More than seven in 10 people in England have been infected with Covid-19 since the start of the pandemic, according to the Office for National Statistics.
The estimate, the most detailed analysis to date, suggests 71% of people in England had caught Covid between 27 April 2020 and 11 February 2022. The proportion is likely to have risen further in the most recent Omicron wave, during which there was the highest prevalence at any time in the pandemic, including in older age groups that had previously had relatively low rates of infection.
Prof James Naismith, the director of the Rosalind Franklin Institute at the University of Oxford, said: “The total number of infected people was rising rapidly when the data stopped. The bottom line is the majority of people in the UK have had Covid-19.”
The analysis used a sample of 535,116 people who completed one or more tests as part of the UK coronavirus infection survey (CIS), which covers people over the age of two years living in private households.

Supplied information -
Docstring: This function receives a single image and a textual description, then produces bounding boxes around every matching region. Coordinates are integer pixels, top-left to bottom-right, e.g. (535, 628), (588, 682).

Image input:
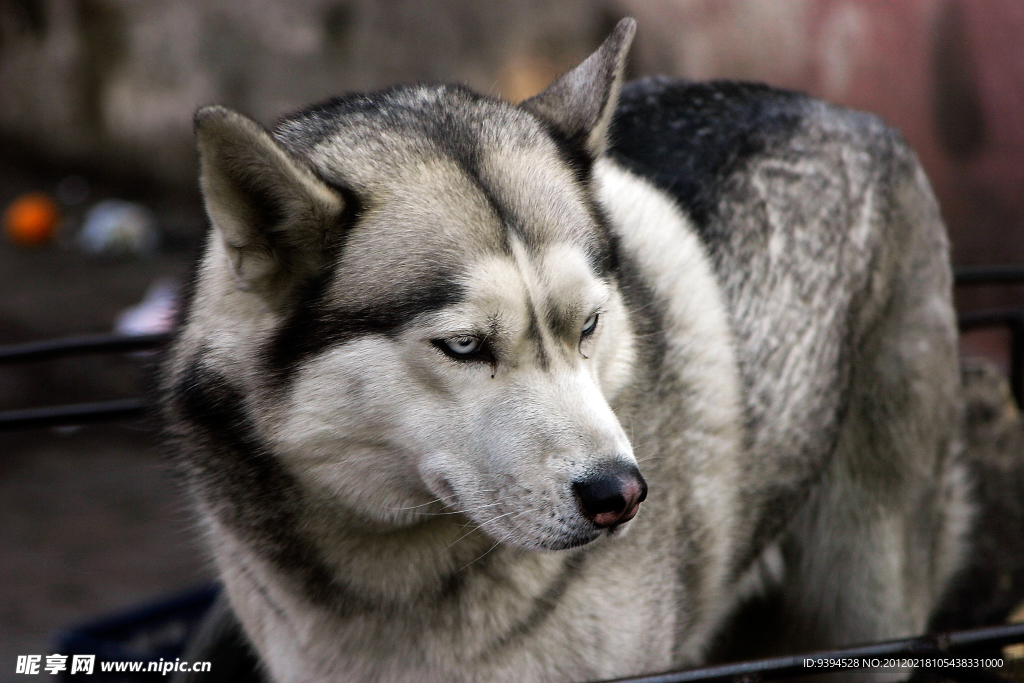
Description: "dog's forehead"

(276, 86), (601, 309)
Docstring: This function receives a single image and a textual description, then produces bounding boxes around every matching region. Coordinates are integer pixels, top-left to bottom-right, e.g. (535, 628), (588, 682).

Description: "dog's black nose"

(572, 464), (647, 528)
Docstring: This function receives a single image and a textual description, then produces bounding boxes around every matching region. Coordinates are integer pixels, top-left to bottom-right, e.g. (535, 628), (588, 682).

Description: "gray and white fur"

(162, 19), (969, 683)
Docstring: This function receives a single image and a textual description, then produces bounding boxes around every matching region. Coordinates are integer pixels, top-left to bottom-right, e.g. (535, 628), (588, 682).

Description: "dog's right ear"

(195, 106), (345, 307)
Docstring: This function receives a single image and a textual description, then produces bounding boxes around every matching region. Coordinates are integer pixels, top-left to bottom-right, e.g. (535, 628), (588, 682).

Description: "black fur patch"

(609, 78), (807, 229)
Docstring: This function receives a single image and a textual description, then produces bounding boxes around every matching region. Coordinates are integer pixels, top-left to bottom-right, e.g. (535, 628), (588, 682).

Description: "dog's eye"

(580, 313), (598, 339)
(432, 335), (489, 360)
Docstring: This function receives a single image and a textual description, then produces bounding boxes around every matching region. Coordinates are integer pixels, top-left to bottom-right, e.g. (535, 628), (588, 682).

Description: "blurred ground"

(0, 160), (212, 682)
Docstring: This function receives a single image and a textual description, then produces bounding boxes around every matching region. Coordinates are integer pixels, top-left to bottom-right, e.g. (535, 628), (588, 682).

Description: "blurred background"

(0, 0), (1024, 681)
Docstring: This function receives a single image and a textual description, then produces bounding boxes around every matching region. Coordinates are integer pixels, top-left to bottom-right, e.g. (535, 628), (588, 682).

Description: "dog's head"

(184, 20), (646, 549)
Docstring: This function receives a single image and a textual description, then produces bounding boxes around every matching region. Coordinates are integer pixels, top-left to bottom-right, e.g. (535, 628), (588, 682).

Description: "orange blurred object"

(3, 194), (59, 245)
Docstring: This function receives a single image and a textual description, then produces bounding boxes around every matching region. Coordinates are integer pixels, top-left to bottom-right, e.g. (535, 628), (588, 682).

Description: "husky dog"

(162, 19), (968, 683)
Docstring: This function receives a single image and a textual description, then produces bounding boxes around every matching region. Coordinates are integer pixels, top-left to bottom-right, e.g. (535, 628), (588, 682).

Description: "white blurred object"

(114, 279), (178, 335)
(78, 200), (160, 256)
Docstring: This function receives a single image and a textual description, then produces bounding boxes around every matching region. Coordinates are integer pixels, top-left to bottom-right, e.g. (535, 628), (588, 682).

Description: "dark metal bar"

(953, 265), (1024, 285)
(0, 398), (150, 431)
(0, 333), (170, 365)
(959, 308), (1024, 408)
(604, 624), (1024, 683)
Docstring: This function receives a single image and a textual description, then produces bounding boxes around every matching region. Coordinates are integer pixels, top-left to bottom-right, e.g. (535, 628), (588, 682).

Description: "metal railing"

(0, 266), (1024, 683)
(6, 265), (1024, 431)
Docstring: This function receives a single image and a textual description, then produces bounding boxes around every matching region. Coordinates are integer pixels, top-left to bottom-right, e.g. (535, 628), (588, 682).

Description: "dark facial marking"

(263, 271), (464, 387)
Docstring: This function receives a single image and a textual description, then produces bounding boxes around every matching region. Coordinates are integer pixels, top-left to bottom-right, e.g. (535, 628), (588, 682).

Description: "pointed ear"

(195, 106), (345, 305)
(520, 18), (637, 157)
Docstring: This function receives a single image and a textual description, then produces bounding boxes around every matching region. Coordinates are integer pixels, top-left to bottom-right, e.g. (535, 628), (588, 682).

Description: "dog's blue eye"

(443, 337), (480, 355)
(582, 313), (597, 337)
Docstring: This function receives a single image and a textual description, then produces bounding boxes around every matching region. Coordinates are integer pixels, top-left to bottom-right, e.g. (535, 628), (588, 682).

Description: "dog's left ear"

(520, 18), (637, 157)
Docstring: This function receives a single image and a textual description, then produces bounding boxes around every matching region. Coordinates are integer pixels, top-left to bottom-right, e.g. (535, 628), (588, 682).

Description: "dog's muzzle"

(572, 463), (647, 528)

* * *

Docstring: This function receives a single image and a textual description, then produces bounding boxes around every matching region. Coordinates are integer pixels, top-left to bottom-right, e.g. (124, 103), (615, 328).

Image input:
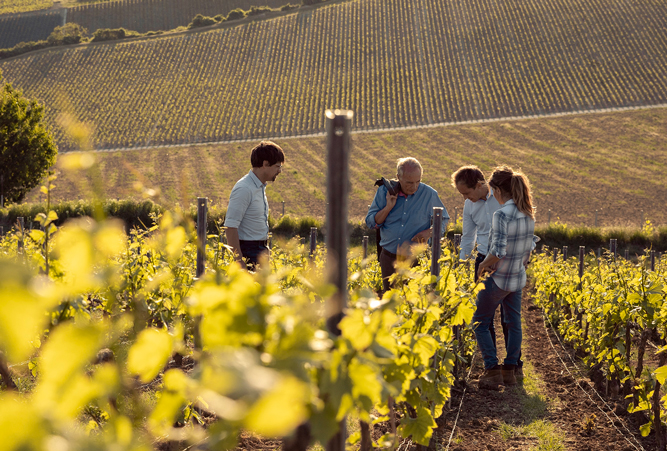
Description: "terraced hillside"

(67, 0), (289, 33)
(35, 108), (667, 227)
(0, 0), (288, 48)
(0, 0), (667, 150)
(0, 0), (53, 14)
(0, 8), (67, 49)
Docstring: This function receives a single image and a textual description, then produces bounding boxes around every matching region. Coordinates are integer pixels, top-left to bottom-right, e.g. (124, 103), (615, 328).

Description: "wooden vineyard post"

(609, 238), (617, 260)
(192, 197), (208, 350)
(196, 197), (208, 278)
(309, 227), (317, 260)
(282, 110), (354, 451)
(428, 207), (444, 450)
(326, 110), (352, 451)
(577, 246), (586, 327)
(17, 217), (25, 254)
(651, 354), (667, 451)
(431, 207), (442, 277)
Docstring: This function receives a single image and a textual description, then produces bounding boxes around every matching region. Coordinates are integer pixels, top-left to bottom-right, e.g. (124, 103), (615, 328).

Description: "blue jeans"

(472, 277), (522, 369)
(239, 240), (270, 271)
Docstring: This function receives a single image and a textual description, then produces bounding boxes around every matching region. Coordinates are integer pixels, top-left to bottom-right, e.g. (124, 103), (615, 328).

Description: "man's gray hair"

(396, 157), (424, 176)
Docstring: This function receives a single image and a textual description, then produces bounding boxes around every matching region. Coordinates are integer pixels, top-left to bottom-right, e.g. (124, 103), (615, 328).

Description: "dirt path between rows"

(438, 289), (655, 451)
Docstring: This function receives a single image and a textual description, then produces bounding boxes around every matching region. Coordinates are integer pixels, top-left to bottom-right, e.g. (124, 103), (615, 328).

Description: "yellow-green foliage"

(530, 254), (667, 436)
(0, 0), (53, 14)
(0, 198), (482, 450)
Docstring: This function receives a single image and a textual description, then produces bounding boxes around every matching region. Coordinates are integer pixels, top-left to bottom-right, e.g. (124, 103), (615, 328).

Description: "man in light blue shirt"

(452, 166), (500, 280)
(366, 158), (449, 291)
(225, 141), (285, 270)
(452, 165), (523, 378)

Exercise aim - Can you continue the article on Covid-19 infection rates in England, starting right after its final sentence?

Task answer -
Slightly lower proportions of the population were estimated to have been infected in Wales (56%) and Scotland (52%), but the figures are not directly comparable as the data covered a shorter time period, with Welsh data starting in June 2020 and Scotland in September 2020. In Northern Ireland, 72% of the population were estimated to have been infected.
Duncan Cook, the deputy director for the Covid-19 infection survey, said: “Today’s release is a valuable piece of the puzzle for understanding the impact of the pandemic across the UK.”